--- The tasks ---
• a. Name every U.S. state mentioned in the piece on direct sellers and state unemployment law.
• b. Write the next part of the piece on direct sellers and state unemployment law, picking up after its final sentence.
--- start Passage to read ---
Metamorphosis, Franz Kafka

 

A Kafka experience 1996:

 

Dateline Maine 1996 for one of America’s leading direct selling companies:

 

One day you have no presence; the next day you are the largest employer in the state…at least until the state amends its unemployment statute, in 1996, to follow the federal tax definition of independent contractor exemption for direct sellers:

Service performed by a direct seller as defined in 26 United States Code, Section 3508(b)(2).  

 

Maine 26 M.R.S.A. 13 sec. 1043(11)(F)(28) (Amendment 1996)

 

Groundhog Day 2018; Deja Vu all over again

 

One day, leading direct selling telecom company, ACN, had virtually no employee presence in Oregon. A day after a seminal Oregon Supreme Court ruling, ACN found itself held to be an Oregon employer, with the accompanying challenges. Future: uncertain. A similar case is playing itself out for Kirby of Norwich in Connecticut.

 

And so, the DSA initiative…

 

In July, 2018, the Direct Selling Association announced an industry-wide initiative to update state unemployment legislation to be in sync with federal standards, in place since 1982, which call out direct sellers as independent contractors.
--- end Passage to read ---
--- start Supplied information ---
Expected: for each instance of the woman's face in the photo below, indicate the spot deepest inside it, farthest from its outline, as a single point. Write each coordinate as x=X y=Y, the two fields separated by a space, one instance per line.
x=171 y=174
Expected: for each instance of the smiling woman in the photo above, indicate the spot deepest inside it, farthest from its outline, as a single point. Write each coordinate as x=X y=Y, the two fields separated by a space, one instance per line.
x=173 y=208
--- end Supplied information ---
--- The responses ---
• a. Maine, Oregon, Connecticut

• b.
Most observers agree that, for the vast majority of 16 million individual U.S. direct sellers, many with incremental average monthly income, often a $100 or less, the compliance costs and taxes of income tax withholding or unemployment taxes, could be devastating to direct selling companies.

 

With state challenges, already happening in Oregon and Connecticut, which threaten the viability of the direct selling model, the DSA undertaking could not be more timely. The initiative is the legacy of a multiyear effort in which, says the DSA, 38 states have already adopted a similar umbrella exemption that follows the historic achievement of the DSA in the 1982 amendment of the U.S. Internal Revenue Code (TEFRA…Tax Equity Fairness Responsibility Act) recognizing independent contractor status of direct sellers for federal tax purposes. 26 U.S Code § 3508. The most recent DSA accomplishment: North Carolina, effective July 1, 2018.

 

And the update initiative is reflective of the forward looking wisdom of the 2018 U.S. Supreme Court Wayfair decision (upholding state sales tax collection on interstate online sellers) that, to paraphrase the Court, it is imperative for courts and legislatures to recognize the changing economic realities of how interstate companies do business in the various states. In light of recent state employment direct selling decisions in Oregon and Connecticut, accommodating changing business model paradigms to economic reality is quite important.

 

Historic Legislation

 

Prior to 1982, the direct selling industry suffered a cloud over its head, i.e., the potential that the distributors of  direct selling companies might be classified as employees for federal tax purposes, with all the onerous challenges of withholding, record keeping, payment of employee taxes, etc. Such burdens threatened the economics of the direct selling model. The industry needed relief and certainty for its channel of distribution.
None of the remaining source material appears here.